## GIVEN PROBLEM:
Rewrite the data below as a JSON list of strings, with one string for each line. Omit blank lines and the pictures.

** Begin EXTRACTED DATA **

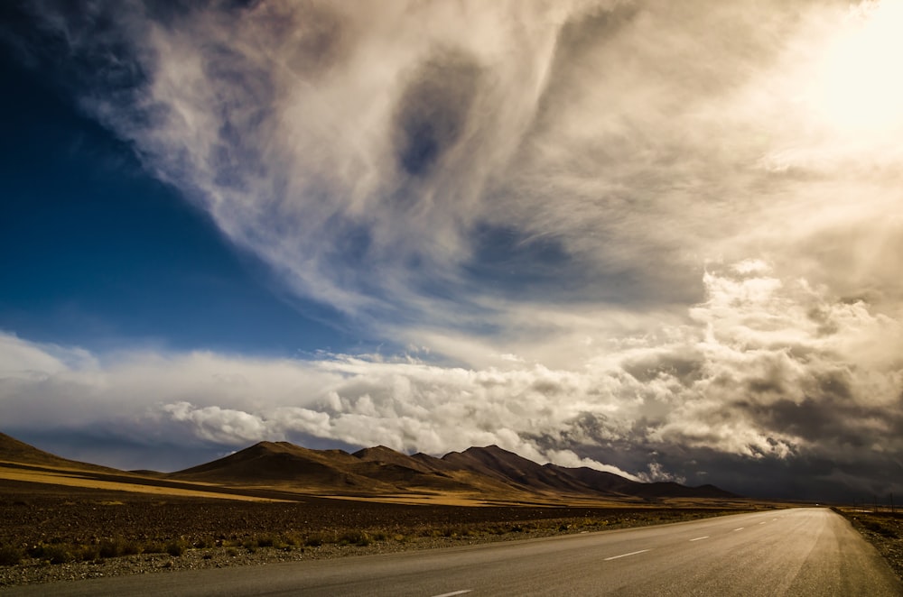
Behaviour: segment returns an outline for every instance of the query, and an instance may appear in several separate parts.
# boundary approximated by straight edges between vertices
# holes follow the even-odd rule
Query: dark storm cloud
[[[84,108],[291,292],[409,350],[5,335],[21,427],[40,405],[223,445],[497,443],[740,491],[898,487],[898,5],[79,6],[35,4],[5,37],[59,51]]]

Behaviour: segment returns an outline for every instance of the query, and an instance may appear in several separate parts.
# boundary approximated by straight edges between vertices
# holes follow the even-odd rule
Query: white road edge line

** End EXTRACTED DATA **

## FULL ANSWER:
[
  "Behaviour: segment returns an outline for every instance of the query, and an instance may appear in several separate parts.",
  "# boundary approximated by straight edges between vertices",
  "# holes follow the even-odd rule",
  "Query: dark storm cloud",
  "[[[84,108],[291,292],[409,350],[5,335],[21,427],[40,405],[223,445],[497,443],[740,491],[898,487],[898,5],[79,6],[35,4],[5,37],[59,51]]]",
  "Behaviour: segment returns an outline for every instance of the query, and an instance may appear in several separate parts.",
  "# boundary approximated by straight edges between vertices",
  "# holes follow the even-odd rule",
  "Query: white road edge line"
]